DOCUMENT PASSAGE:
☆ ☆ ☆ ☆
Since free will is the fundamental element of the human being that places him in a realm apart from the rest of Creation, the question of how Hashem could “harden the heart” of Par’oh (e.g. Shemos 9:12) is an obvious one. 

The Rambam’s approach, echoing Resh Lakish in the Midrash (Shemos Rabbah 13:3), is that the king’s own freely chosen initial actions robbed him of his free will, like, one might say, a drug addict’s choice to use heroin might affect his ability to choose to shun it thereafter. The hardening of Par’oh’s heart only began after several plagues.

The Ramban’s and Sforno’s approach is that, on the contrary, the heart-hardening actually gave Par’oh free will. It was but a counterbalance to the will-sapping fear of the plagues. The divine steeling of his resolve was thus a corrective measure, allowing him to exercise his free-willed decision to refuse Moshe and Aharon’s demand.
☆ ☆ ☆ ☆
Stored items from a collection

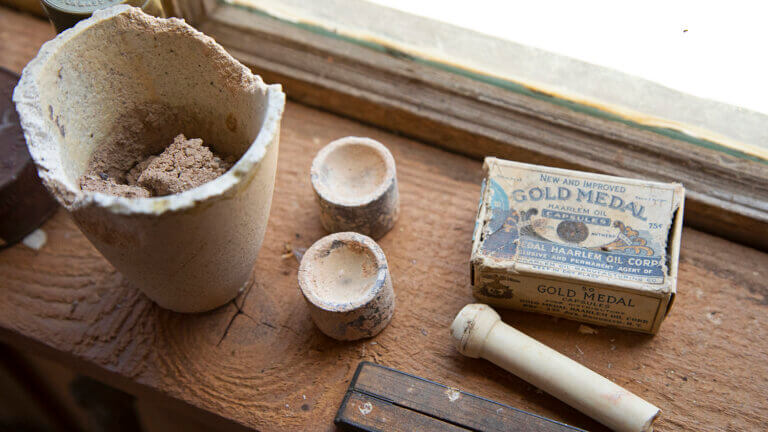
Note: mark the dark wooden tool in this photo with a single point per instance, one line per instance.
(384, 399)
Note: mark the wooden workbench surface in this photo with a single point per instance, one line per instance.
(269, 368)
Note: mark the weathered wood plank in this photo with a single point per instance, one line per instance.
(727, 195)
(707, 369)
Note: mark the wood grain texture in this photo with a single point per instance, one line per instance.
(261, 363)
(726, 195)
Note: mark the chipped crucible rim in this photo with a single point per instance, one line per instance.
(329, 194)
(41, 139)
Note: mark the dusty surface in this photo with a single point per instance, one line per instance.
(355, 181)
(707, 369)
(352, 172)
(345, 279)
(342, 274)
(123, 168)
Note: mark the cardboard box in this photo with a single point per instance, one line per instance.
(589, 247)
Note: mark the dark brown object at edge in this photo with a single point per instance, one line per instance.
(380, 398)
(24, 202)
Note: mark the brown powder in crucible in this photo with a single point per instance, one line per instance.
(183, 165)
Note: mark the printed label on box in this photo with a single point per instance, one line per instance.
(598, 305)
(575, 226)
☆ ☆ ☆ ☆
JOBS:
1) State whether each statement agrees with the passage on Par’oh’s hardened heart, answering yes or no and quoting the deciding words: (a) the Rambam’s approach echoes Resh Lakish in the Midrash; (b) the hardening of Par’oh’s heart began with the first plague; (c) the Ramban and Sforno hold that the heart-hardening took away Par’oh’s free will.
2) Proceed with the passage on Par’oh’s hardened heart, picking up after its final sentence.

ANSWERS FOR THE TASKS:
1)
(a) Yes: "The Rambam’s approach, echoing Resh Lakish in the Midrash (Shemos Rabbah 13:3)"
(b) No: "The hardening of Par’oh’s heart only began after several plagues."
(c) No: "the heart-hardening actually gave Par’oh free will"

2)
Rav Shlomo Yosef Zevin offers an original approach. What the Torah’s statement that Hashem hardened Par’oh’s heart means, says Rav Zevin, that he gave Par’oh an enhanced ability to be stubborn. Like every middah, talent and ability, obstinacy can be channeled toward good or bad (See Rav Ashi’s statement in Shabbos 156a about one born under the influence of Ma’adim: “[He will be] either a bloodletter, or a thief, or a shochet or a mohel.”)

Klal Yisrael, after all, is obstinate, too, an am kshei oref. Obstinacy’s import lies in what one does with it.

So Par’oh’s use of his Hashem-given special stubbornness against Moshe and Aharon and Klal Yisrael was… his choice.